Excerpt provided
A Lorenzo Shipping vessel. Photo from LSC’s Facebook page.
  • Domestic carrier Lorenzo Shipping Corp.’s (LSC) net loss of P68.25 million in 2020 is a decline of 61% from the P174.46 million net loss in 2019
  • Freight revenues were 10% lower and operating expense fell by 12% due to the decline in economic activity brought about by quarantine restrictions
  • LSC said its “recovery is already in full swing” following improvement of gross profit and significant reduction in net loss despite the COVID-19 pandemic

Domestic carrier Lorenzo Shipping Corp. (LSC) recorded a net loss of P68.25 million in 2020, a decline of 61% from its P174.46 million net loss in 2019.

Freight revenues last year amounted to P2.66 billion, 10% lower than the P2.94 billion revenues in 2019, LSC said in a regulatory disclosure.

Total operating expense in 2020 shrank by 12% to P2.56 billion from P2.91 billion in 2019.

LSC attributed the decrease in freight revenue and direct cost to the decline in economic activity brought about by quarantine restrictions that started in the middle of March 2020 due to the ongoing COVID-19 pandemic.

The carrier has assessed that “the series of community lockdowns has a minimal impact” on its operations because the company belongs to those industries that are exempted from strict restrictions and are allowed to operate. It said the impact was more on the slowdown of container cargoes in port areas affected by strict community lockdowns.

Gross profit, meanwhile, was recorded at P98.26 million, a 218% increase from P30.93 million in 2019.

LSC said its “recovery is already in full swing” as noted from the improvement of its gross profit and the significant reduction in net loss despite the COVID-19 pandemic.

The carrier said it took “actions at profit rebuilding” in the form of bunker adjustment, excise tax recoveries, pass on of other increases in various port-related charges, and massive cost rationalization.

For this year, it will implement the same plans as needed. These include unhampered vessel and service reliability as top priorities in light of quarantine restrictions and attention on building up load factor per voyage given the decrease in overall market volume due to the pandemic.

The well-being of its workforce is also given importance through maximizing productivity and modifying work processes in view of the limitations arising from necessary health and safety protocols.

Cost-reduction programs are also continuously implemented using all available digital tools to ensure efficiency. Billing and collection is closely monitored and managed in expectation of low liquidity in an economic downturn during quarantine.

Lastly, depending on market conditions during the ongoing pandemic, any excess capacity and non-profitable routes are scrutinized and rationalized as necessary.

LSC operates a fleet of nine vessels deployed to the key ports in Manila, the Visayas and Mindanao. The carrier’s vessels have a capacity ranging from 300 twenty-foot equivalent units to 797 TEUs with speeds of 11 knots to 15 knots.

It also owns various types of equipment as well as facilities for handling cargoes, including land-based forklifts, top lifts, trucks, container yards, and warehouses at its branches and agencies.

Your tasks
(1) From the Lorenzo Shipping article, return the passage starting at "The carrier has" and ending at "massive cost rationalization.".
(2) According to the Lorenzo Shipping article, how many vessels are in the company's fleet?

Collected material
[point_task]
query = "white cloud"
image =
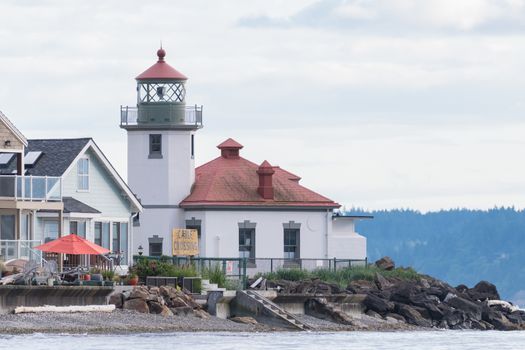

Answers to each task
(1)
The carrier has assessed that “the series of community lockdowns has a minimal impact” on its operations because the company belongs to those industries that are exempted from strict restrictions and are allowed to operate. It said the impact was more on the slowdown of container cargoes in port areas affected by strict community lockdowns.

Gross profit, meanwhile, was recorded at P98.26 million, a 218% increase from P30.93 million in 2019.

LSC said its “recovery is already in full swing” as noted from the improvement of its gross profit and the significant reduction in net loss despite the COVID-19 pandemic.

The carrier said it took “actions at profit rebuilding” in the form of bunker adjustment, excise tax recoveries, pass on of other increases in various port-related charges, and massive cost rationalization.

(2) Nine vessels.